On Thu, 4 Sept 2025 at 08:26, Richard Biener <rguent...@suse.de> wrote:
>
> On Wed, 3 Sep 2025, Jakub Jelinek wrote:
>
> > On Wed, Sep 03, 2025 at 06:41:08PM +0200, Richard Biener wrote:
> > > > I'd be worried about C++23 deducing this, but e.g.
> > > > struct S;
> > > > extern S t;
> > > > struct S
> > > > {
> > > >  void foo (this S *p, int x);
> > > >  int s;
> > > > };
> > > > void S::foo (this S *p, int x)
> > > > {
> > > >  p->s += x;
> > > >  p = &t;
> > > >  p->s += x;
> > > > }
> > >
> > > Huh, you can assign to the ‚this‘ parameter?  I’ve read it can be a 
> > > non-pointer.  But assigning to it makes the non-SSA match broken.  What’s 
> > > the use of such assignment?
> > > Is p = nullptr valid?  Or delete p;?
> >
> > Clearly both g++ and clang++ compile this (but I'm then getting errors
> > when trying to call it as t.foo (42); or ptr->foo (42)).
> > Guess normally for deducing this the argument is this S &p instead and
> > references can't be changed.  But normal this in methods is actually
> > a pointer and keyword such that one can't change it either.

[Coordinate annotation entries]

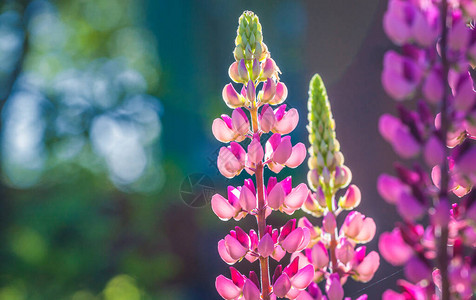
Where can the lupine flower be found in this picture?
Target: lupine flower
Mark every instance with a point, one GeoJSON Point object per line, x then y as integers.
{"type": "Point", "coordinates": [290, 281]}
{"type": "Point", "coordinates": [226, 129]}
{"type": "Point", "coordinates": [231, 160]}
{"type": "Point", "coordinates": [358, 227]}
{"type": "Point", "coordinates": [227, 208]}
{"type": "Point", "coordinates": [281, 196]}
{"type": "Point", "coordinates": [331, 251]}
{"type": "Point", "coordinates": [253, 65]}
{"type": "Point", "coordinates": [280, 153]}
{"type": "Point", "coordinates": [437, 52]}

_Written problem 1_:
According to the email thread, which two compilers compile the example code?
_Written problem 2_:
Write out the email thread from "On Thu, 4 Sept" to "S::foo (this S *p, int x)".

_Result 1_:
g++ and clang++

_Result 2_:
On Thu, 4 Sept 2025 at 08:26, Richard Biener <rguent...@suse.de> wrote:
>
> On Wed, 3 Sep 2025, Jakub Jelinek wrote:
>
> > On Wed, Sep 03, 2025 at 06:41:08PM +0200, Richard Biener wrote:
> > > > I'd be worried about C++23 deducing this, but e.g.
> > > > struct S;
> > > > extern S t;
> > > > struct S
> > > > {
> > > >  void foo (this S *p, int x);
> > > >  int s;
> > > > };
> > > > void S::foo (this S *p, int x)